## Excerpt
▼▼▼
Throughout your programming career, you will find De Morgan’s laws arising in Boolean operations - an if statements will have a condition like not(A or B).

18.7. Comparing Sets#

As with lists, we can use the complete range of comparison operators on sets.

Comparison

Method

Description

a == b

Do sets a and b contain the same members?

a != b

Is there at least one difference between sets a and b?

a < b

a.issubset(b)

Is set a a proper subset of b?

a <= b

Is set a a subset or equal to b?

a > b

a.issuperset(b)

Is set a a proper superset of b?

a >= b

Is set a a superset or equal to b?

1print("us_flag_colors == france_flag_colors:",us_flag_colors == france_flag_colors)
2print("us_flag_colors != france_flag_colors:",us_flag_colors != france_flag_colors)
3print("us_flag_colors <  france_flag_colors:",us_flag_colors < france_flag_colors)
4print("us_flag_colors <= france_flag_colors:",us_flag_colors <= france_flag_colors)
5print("us_flag_colors >  france_flag_colors:",us_flag_colors > france_flag_colors)
6print("us_flag_colors >= france_flag_colors:",us_flag_colors >= france_flag_colors)
7
8print ("switzerland_flag_colors < us_flag_colors:", switzerland_flag_colors < us_flag_colors)
9print ("us_flag_colors > switzerland_flag_colors:", us_flag_colors > switzerland_flag_colors)
us_flag_colors == france_flag_colors: True
us_flag_colors != france_flag_colors: False
us_flag_colors <  france_flag_colors: False
us_flag_colors <= france_flag_colors: True
us_flag_colors >  france_flag_colors: False
us_flag_colors >= france_flag_colors: True
switzerland_flag_colors < us_flag_colors: True
us_flag_colors > switzerland_flag_colors: True

18.8. Suggested LLM Prompts#

  1. Explain what a set is in Python, its mathematical definition, and how it differs from other data structures like lists and dictionaries. Discuss the key properties of sets, such as uniqueness, unorderedness, and their use cases in various programming scenarios.

  2. Provide financial examples of creating sets using different methods, such as the set() constructor and set literal ({}). Demonstrate how to create sets from other iterables like lists and strings.

  3. Explore the basic set operations, including union (|), intersection (&), difference (-), and symmetric difference (^). Explain their functionalities and use cases, and demonstrate their implementation with code examples.

  4. Dive into the various built-in methods available for sets, such as add(), remove(), discard(), pop(), clear(), copy(), isdisjoint(), issubset(), and issuperset(). Explain their functionalities and use cases, and demonstrate their implementation with code examples.
▲▲▲
## Task item A
Copy the Python sets excerpt from "18.7. Comparing Sets#" up to and including "the same members?", substituting "elements" for "members".
## Task item B
Pick up the Python sets excerpt after its last sentence and continue writing it.
The data that follow come from a separate source.

Data taken from a collection:
▼▼▼
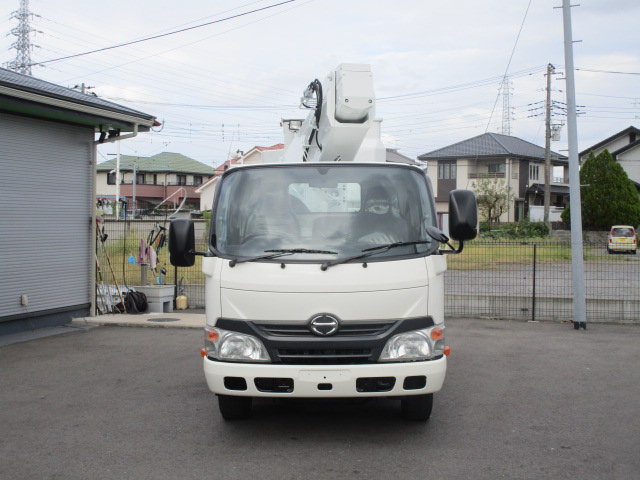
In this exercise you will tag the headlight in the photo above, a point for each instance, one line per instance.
(233, 346)
(421, 344)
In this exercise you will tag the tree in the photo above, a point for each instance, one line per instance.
(494, 197)
(608, 197)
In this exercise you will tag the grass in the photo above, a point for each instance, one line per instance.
(489, 255)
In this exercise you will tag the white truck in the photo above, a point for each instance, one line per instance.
(324, 271)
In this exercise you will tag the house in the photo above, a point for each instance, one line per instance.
(49, 136)
(493, 155)
(165, 176)
(257, 154)
(624, 147)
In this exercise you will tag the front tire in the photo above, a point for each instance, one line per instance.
(417, 407)
(234, 408)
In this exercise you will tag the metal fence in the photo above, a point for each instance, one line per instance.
(533, 281)
(123, 263)
(504, 279)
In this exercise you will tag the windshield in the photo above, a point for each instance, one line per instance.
(322, 212)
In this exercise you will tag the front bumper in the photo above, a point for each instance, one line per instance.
(325, 381)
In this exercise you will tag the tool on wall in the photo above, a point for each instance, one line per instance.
(102, 237)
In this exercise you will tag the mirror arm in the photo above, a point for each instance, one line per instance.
(453, 250)
(208, 253)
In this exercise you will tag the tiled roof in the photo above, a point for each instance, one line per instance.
(162, 162)
(491, 145)
(278, 146)
(26, 83)
(625, 132)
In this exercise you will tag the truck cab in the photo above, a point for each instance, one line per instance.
(325, 280)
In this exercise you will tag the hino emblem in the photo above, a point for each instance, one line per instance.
(324, 325)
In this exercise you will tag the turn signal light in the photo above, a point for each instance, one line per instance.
(437, 334)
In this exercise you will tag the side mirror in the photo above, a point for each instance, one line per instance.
(182, 242)
(463, 215)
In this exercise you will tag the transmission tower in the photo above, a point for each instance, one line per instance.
(506, 106)
(22, 46)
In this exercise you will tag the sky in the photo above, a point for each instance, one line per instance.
(224, 84)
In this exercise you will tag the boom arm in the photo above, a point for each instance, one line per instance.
(342, 126)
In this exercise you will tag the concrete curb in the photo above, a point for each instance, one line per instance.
(175, 319)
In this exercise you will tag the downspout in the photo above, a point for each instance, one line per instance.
(94, 163)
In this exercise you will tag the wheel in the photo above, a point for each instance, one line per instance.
(417, 407)
(234, 408)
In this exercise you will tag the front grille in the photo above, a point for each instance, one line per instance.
(355, 342)
(297, 329)
(320, 356)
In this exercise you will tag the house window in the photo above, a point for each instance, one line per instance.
(497, 168)
(447, 171)
(534, 172)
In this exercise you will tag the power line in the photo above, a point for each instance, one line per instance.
(165, 34)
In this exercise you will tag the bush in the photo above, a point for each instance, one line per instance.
(522, 229)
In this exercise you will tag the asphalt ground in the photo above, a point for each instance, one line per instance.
(520, 401)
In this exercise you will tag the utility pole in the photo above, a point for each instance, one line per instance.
(506, 106)
(547, 150)
(22, 46)
(577, 261)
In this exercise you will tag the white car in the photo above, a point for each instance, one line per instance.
(622, 238)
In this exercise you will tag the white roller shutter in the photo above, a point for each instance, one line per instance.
(46, 236)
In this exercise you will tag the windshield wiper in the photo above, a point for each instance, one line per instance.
(278, 253)
(371, 251)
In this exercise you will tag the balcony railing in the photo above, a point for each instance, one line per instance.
(486, 175)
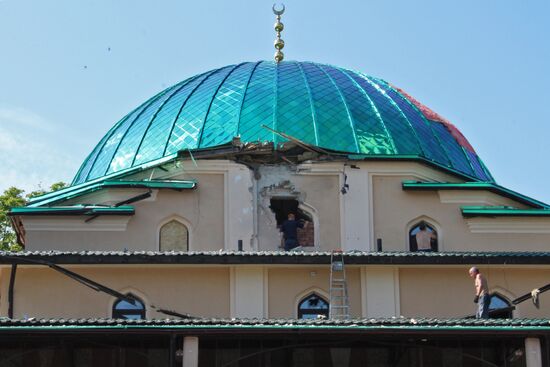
▲▲▲
## Answer area A
18.7. Comparing Sets#

As with lists, we can use the complete range of comparison operators on sets.

Comparison

Method

Description

a == b

Do sets a and b contain the same elements?

## Answer area B
  5. Discuss the importance of membership testing in sets using the in and not in operators. Provide examples of how to check for the existence of elements in a set and explain the time complexity of these operations.

  6. Explain the concept of frozen sets, which are immutable versions of regular sets. Discuss their use cases, such as serving as keys in dictionaries or elements in other sets, and demonstrate how to create and work with frozen sets.

  7. Discuss the performance considerations of sets in Python. Explain how sets are implemented under the hood (hash tables), and discuss the time complexities of various set operations. Provide guidelines for optimizing set usage in performance-critical applications.

18.9. Review Questions#

  1. What is a set in Python, and how is it different from other data structures like lists and dictionaries?

  2. How do you create a set from a list or a string in Python?

  3. What is the union operation on sets, and how do you perform it in Python?

  4. What is the intersection operation on sets, and how do you perform it in Python?

  5. How do you find the difference between two sets in Python?

  6. How do you add a new element to an existing set in Python?

  7. How do you remove an element from a set in Python? What happens if the value does not exist?

  8. How do you copy a set in Python?

answers

18.10. Exercises#

  1. Investment Portfolio Diversification: Suppose you are a financial advisor, and one of your clients wants to diversify their investment portfolio. They have provided you with two lists: one containing the stocks they currently hold, and another containing the stocks they are interested in buying. Your task is to write a Python program that uses sets to:

    1. Identify the stocks that are common between the two lists (i.e., the intersection).
    2. Identify the stocks that are unique to each list (i.e., the differences).
    3. Suggest a new portfolio that includes all the unique stocks from both lists (i.e., the union).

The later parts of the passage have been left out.